Text:
+ + + + + + +

More failings in learning disability residential care pose questions about the whole system
29 February 2012
As the Care Quality Commission (CQC) continues to release its
inspection reports on learning disability hospitals and care homes
- and continues to find the majority do not meet essential
standards - more uncomfortable questions are raised for the entire
residential sector. Of the 20 reports the CQC published, only 4
facilities were found to be fully compliant with the 2 essential
standards on which the inspectors focused - the care and
welfare of people who use services, and safeguarding people who use
services from abuse. So, only a fifth fully comply with the
baseline standards required by law. A fifth. One in five.
Worryingly, it is becoming increasingly clear that these are not
isolated cases. About 60 reports - on a mix of NHS and
independently-run facilities - have now been published, out of the
CQC's planned programme of 150. So far the majority do not fully
comply with these basic standards. While no more Winterbourne Views
have been unearthed, and most of the CQC's concerns are described
as 'minor', it nevertheless shows that people living in learning
disability residential hospitals and care homes often receive
sub-standard care. Indeed, as the CQC admitted earlier in February,
many facilities seem to lack person-centred care - one of the
central tenets of the personalisation agenda. All this raises a
host of questions: why are so many establishments sub-standard? How
has this been allowed to happen? Why has the regulator not flagged
this up before? Why do commissioners place people in such
facilities? Perhaps most pertinently: why does no-one seem to have
put the interests and wellbeing of the people with learning
disabilities who live these places first? If this was any other
part of the care sector, it would be a national scandal in the
media. And so it should be - such common poor practice is
unacceptable and the public need to know about it. Perhaps the
national newspapers are waiting for the full CQC report on all 150
inspections due in the spring. Nevertheless, it is becoming
increasingly clear that there are major problems with the
residential model of care, and it is something that everyone
involved - from frontline care staff to service commissioners to
the Government - needs to address. Some, such as learning
disability charities Mencap and The Challenging Behaviour
Foundation, have said these reports provide justification for
moving even further away from institutional care towards
smaller-scale local services, and it is hard to argue with them.

+ + + + + + +

Provided information:
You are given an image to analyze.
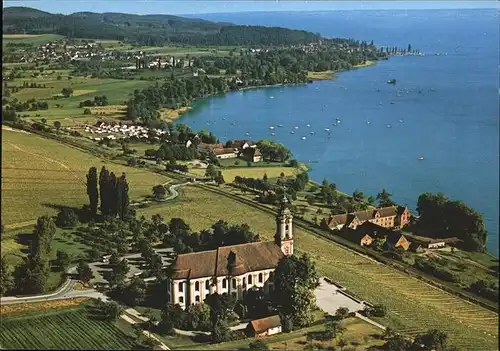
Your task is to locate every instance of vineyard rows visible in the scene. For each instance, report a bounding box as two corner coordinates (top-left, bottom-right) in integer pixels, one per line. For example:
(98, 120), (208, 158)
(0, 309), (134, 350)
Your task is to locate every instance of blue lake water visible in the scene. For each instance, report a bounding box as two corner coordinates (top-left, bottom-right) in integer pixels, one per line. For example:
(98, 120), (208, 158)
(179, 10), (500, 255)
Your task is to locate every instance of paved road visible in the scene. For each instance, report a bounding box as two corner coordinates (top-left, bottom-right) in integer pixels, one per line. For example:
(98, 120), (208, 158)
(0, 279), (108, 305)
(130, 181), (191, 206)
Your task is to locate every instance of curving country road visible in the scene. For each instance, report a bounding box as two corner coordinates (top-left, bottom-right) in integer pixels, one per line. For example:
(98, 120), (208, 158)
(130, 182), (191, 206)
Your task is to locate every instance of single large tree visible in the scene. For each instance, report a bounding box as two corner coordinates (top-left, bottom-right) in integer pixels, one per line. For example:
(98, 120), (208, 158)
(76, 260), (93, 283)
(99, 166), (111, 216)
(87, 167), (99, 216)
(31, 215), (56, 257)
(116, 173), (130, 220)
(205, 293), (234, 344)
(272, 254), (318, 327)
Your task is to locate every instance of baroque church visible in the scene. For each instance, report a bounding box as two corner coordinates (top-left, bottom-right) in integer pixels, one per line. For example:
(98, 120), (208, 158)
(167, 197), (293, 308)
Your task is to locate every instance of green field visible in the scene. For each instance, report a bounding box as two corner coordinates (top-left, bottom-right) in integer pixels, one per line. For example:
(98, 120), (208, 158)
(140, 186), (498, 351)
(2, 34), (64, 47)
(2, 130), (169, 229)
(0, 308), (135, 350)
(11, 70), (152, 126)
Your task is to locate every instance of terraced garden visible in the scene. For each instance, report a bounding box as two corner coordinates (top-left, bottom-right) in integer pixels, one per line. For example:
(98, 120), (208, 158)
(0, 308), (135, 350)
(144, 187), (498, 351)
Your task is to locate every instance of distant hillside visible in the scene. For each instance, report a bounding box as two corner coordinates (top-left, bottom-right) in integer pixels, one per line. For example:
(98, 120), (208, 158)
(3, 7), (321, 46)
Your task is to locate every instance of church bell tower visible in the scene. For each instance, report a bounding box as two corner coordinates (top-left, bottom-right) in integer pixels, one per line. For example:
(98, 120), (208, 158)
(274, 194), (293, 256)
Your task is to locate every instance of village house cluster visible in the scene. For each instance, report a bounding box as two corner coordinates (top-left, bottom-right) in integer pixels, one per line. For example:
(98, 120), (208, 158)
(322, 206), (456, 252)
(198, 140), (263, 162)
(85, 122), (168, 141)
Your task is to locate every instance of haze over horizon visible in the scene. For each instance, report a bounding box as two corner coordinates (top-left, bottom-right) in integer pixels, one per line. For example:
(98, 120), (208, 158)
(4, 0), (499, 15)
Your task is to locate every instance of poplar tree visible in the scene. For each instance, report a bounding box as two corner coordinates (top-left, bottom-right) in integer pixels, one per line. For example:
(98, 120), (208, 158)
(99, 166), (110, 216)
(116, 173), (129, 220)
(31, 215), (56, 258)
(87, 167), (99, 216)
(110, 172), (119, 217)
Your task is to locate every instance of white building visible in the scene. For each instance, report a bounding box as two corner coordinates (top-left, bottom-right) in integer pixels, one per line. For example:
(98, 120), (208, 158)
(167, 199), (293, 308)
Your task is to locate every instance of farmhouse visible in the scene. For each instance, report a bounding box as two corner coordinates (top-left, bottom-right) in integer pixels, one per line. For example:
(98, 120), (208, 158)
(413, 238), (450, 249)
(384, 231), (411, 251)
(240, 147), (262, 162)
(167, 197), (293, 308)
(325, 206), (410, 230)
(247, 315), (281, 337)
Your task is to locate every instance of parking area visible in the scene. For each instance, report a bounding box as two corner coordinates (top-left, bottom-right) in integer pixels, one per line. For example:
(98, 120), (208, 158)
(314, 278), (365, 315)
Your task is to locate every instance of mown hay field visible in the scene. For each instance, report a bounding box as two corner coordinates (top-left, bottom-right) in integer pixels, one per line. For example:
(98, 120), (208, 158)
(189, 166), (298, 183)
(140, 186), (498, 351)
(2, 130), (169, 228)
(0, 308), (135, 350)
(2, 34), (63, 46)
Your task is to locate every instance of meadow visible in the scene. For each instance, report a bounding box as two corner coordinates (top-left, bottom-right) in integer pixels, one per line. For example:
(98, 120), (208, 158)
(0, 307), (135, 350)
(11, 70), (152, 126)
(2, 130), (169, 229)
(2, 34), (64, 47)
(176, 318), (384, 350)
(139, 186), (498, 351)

+ + + + + + +

Work to complete: Reproduce the passage of the text on learning disability residential care from "More failings in" up to and including "One in five.", substituting "assessors" for "inspectors". None of the items is needed for this work.

Result below:
More failings in learning disability residential care pose questions about the whole system
29 February 2012
As the Care Quality Commission (CQC) continues to release its
inspection reports on learning disability hospitals and care homes
- and continues to find the majority do not meet essential
standards - more uncomfortable questions are raised for the entire
residential sector. Of the 20 reports the CQC published, only 4
facilities were found to be fully compliant with the 2 essential
standards on which the assessors focused - the care and
welfare of people who use services, and safeguarding people who use
services from abuse. So, only a fifth fully comply with the
baseline standards required by law. A fifth. One in five.